**** Records for this task ****
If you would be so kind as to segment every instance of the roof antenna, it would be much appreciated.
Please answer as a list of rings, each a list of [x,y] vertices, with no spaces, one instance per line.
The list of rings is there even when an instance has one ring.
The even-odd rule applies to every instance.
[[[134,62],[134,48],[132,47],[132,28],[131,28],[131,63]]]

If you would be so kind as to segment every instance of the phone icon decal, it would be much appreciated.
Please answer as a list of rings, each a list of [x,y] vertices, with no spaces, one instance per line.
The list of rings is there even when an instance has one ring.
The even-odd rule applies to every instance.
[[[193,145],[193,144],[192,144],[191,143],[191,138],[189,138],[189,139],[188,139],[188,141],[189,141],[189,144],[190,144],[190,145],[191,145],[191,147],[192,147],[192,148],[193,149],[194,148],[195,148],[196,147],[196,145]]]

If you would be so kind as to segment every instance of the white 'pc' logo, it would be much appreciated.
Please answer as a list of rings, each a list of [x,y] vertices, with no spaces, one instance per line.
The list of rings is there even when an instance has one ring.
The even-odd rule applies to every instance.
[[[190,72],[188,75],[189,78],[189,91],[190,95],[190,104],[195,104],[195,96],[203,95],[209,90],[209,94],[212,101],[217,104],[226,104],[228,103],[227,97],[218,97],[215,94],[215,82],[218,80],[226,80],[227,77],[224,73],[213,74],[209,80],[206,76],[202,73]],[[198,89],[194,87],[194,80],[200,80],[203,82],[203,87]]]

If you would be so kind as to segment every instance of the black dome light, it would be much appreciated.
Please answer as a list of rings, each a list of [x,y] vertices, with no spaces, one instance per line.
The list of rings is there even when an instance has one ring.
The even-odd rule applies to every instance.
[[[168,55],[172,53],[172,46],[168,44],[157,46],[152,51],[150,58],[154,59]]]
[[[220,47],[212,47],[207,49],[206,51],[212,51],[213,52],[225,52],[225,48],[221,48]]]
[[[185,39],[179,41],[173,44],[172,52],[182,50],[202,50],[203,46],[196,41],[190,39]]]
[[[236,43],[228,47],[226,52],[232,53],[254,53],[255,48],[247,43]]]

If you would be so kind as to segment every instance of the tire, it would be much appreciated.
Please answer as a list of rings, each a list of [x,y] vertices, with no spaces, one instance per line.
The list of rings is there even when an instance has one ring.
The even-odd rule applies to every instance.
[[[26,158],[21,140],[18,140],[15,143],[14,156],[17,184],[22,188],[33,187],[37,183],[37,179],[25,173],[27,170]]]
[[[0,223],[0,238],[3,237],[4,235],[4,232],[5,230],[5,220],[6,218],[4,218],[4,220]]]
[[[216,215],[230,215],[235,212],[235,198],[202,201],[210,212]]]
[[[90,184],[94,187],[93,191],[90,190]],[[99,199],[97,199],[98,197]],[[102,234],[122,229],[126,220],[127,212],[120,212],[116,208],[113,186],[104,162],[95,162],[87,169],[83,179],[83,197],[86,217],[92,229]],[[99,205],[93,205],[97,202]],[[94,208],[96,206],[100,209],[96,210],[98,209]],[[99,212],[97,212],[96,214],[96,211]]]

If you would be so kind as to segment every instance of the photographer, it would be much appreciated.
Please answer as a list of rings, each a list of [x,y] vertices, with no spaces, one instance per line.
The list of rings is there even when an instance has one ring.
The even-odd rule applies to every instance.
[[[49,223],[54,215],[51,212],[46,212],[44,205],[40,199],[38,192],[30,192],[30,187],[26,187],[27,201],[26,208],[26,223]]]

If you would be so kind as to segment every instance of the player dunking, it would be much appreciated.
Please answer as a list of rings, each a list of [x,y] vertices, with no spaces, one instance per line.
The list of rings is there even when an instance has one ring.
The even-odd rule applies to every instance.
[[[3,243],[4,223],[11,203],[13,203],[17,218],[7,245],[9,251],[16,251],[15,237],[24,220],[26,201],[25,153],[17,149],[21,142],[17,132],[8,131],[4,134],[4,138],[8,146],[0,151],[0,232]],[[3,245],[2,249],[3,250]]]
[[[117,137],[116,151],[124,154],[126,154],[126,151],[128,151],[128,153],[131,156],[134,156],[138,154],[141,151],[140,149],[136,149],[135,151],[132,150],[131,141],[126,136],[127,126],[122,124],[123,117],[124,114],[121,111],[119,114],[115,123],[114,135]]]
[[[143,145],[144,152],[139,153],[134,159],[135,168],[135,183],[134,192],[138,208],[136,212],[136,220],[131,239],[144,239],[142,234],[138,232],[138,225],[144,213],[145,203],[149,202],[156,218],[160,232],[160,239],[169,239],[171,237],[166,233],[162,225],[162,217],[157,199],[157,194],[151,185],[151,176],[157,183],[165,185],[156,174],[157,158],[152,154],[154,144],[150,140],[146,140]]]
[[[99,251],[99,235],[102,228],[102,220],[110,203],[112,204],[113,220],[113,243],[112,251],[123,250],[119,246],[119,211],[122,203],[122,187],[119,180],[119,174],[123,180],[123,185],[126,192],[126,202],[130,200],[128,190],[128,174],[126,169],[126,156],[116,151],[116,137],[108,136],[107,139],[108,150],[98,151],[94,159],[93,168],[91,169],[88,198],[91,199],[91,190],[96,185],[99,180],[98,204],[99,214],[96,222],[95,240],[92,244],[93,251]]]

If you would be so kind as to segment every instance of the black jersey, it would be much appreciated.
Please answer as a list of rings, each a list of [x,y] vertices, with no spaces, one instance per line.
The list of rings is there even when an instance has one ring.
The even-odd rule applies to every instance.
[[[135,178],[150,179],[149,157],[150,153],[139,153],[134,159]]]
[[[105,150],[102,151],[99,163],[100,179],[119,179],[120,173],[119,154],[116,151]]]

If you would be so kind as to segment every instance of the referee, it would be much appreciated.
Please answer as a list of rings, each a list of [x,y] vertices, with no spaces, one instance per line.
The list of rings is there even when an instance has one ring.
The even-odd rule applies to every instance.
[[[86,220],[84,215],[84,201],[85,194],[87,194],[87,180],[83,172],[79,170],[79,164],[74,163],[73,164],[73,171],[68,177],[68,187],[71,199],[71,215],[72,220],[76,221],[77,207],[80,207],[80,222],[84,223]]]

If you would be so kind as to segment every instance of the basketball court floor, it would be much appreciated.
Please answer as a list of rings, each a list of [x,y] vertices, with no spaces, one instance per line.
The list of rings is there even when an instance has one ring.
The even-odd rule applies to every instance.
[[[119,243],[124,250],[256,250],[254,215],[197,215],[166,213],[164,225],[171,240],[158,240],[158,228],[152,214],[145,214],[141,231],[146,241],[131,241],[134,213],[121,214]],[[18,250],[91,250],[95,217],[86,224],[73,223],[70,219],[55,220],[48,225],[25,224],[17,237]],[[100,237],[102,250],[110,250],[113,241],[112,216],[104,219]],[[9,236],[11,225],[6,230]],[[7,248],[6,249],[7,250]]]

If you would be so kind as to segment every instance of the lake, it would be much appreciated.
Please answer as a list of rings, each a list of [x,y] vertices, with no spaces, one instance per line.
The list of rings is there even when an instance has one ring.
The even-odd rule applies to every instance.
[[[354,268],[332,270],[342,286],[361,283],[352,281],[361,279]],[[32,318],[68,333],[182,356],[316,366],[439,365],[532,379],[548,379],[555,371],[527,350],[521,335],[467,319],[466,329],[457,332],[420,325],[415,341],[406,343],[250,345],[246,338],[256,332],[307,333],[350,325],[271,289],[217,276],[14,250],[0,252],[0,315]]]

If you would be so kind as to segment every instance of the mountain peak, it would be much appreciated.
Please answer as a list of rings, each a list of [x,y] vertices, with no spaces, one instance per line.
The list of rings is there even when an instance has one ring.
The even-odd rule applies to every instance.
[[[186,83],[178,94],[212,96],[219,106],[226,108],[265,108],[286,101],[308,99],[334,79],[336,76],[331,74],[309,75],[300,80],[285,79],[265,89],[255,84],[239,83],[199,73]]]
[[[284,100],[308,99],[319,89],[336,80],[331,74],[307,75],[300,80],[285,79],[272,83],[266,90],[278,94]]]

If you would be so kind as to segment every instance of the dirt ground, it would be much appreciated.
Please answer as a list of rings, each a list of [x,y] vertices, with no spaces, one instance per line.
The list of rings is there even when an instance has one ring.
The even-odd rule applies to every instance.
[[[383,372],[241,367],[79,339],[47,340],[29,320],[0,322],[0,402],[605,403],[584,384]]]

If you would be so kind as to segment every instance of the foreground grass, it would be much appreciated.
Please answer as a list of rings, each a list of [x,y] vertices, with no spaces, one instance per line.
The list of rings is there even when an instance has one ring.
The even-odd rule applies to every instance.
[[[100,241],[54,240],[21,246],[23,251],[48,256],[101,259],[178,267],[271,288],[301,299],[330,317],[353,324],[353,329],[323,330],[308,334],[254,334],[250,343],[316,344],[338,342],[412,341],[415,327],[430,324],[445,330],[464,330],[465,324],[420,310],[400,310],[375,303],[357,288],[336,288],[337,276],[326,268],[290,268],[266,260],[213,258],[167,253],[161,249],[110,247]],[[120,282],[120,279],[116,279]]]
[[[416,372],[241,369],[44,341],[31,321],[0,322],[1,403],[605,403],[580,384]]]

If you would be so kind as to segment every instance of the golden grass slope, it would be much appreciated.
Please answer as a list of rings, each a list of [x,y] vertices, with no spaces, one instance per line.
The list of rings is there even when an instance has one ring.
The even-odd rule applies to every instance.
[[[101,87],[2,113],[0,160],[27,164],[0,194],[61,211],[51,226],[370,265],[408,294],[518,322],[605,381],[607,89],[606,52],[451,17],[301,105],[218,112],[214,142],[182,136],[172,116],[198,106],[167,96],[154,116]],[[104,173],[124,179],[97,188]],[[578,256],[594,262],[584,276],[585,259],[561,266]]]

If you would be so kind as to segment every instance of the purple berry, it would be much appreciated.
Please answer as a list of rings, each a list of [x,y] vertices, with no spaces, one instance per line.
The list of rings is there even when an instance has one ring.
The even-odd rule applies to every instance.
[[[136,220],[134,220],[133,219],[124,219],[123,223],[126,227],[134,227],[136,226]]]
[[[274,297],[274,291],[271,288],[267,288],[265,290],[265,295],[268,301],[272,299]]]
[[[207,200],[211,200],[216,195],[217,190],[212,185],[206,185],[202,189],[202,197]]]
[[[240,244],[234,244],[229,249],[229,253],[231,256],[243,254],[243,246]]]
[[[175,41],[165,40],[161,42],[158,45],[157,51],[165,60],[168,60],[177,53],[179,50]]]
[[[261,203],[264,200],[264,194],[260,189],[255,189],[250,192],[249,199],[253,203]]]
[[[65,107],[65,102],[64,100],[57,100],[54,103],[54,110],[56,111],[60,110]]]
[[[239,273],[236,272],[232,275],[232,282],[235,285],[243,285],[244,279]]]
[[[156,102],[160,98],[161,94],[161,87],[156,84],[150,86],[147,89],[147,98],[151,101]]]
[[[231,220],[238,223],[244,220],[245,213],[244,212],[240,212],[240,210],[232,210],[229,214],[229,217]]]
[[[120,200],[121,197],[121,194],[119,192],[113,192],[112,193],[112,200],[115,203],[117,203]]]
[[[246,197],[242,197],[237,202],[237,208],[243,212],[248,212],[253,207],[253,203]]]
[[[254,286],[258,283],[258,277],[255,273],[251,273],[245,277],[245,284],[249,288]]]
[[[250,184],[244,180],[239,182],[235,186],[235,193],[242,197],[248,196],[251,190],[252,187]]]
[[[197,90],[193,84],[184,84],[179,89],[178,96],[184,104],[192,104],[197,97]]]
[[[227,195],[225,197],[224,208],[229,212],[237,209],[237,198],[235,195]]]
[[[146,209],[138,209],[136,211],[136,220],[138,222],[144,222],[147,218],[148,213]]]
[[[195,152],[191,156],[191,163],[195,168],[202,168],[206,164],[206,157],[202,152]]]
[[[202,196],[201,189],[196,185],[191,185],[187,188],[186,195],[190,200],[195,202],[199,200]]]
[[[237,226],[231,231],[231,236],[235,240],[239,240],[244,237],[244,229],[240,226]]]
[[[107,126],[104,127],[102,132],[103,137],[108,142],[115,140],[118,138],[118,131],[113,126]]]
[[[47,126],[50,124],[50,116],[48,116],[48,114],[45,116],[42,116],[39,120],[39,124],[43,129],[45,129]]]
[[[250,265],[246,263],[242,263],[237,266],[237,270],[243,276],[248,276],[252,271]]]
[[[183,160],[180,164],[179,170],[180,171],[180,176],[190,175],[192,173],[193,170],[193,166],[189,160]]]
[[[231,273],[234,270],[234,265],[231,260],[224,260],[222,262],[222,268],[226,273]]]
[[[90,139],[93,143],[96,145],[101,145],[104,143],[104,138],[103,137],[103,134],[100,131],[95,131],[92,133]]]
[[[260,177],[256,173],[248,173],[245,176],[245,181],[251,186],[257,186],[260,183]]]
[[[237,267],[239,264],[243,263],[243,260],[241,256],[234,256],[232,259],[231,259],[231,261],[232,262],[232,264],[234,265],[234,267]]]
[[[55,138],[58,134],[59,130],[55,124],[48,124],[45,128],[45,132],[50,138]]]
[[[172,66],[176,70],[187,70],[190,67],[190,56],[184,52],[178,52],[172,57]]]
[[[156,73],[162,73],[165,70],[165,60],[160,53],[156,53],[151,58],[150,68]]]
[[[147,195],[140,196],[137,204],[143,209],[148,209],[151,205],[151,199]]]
****
Written task: Copy out, without any change, every line from the one containing "tire, it would be much appreciated." down to the one containing "[[[216,215],[230,215],[235,212],[235,198],[202,201],[210,212]]]", including both of those lines.

The output:
If you would be so kind as to segment every instance of the tire, it would be much appreciated.
Please answer as a list of rings, each a list of [x,y] vertices, with no spaces, one instance per line.
The list of rings is there even when an instance has one ring.
The even-odd rule applies to every instance.
[[[26,158],[21,140],[18,140],[15,143],[14,156],[17,184],[22,188],[33,187],[37,183],[37,179],[25,173],[27,170]]]
[[[0,223],[0,238],[3,237],[4,235],[4,232],[5,230],[5,220],[6,218],[4,218],[4,220]]]
[[[216,215],[230,215],[235,212],[235,198],[202,201],[210,212]]]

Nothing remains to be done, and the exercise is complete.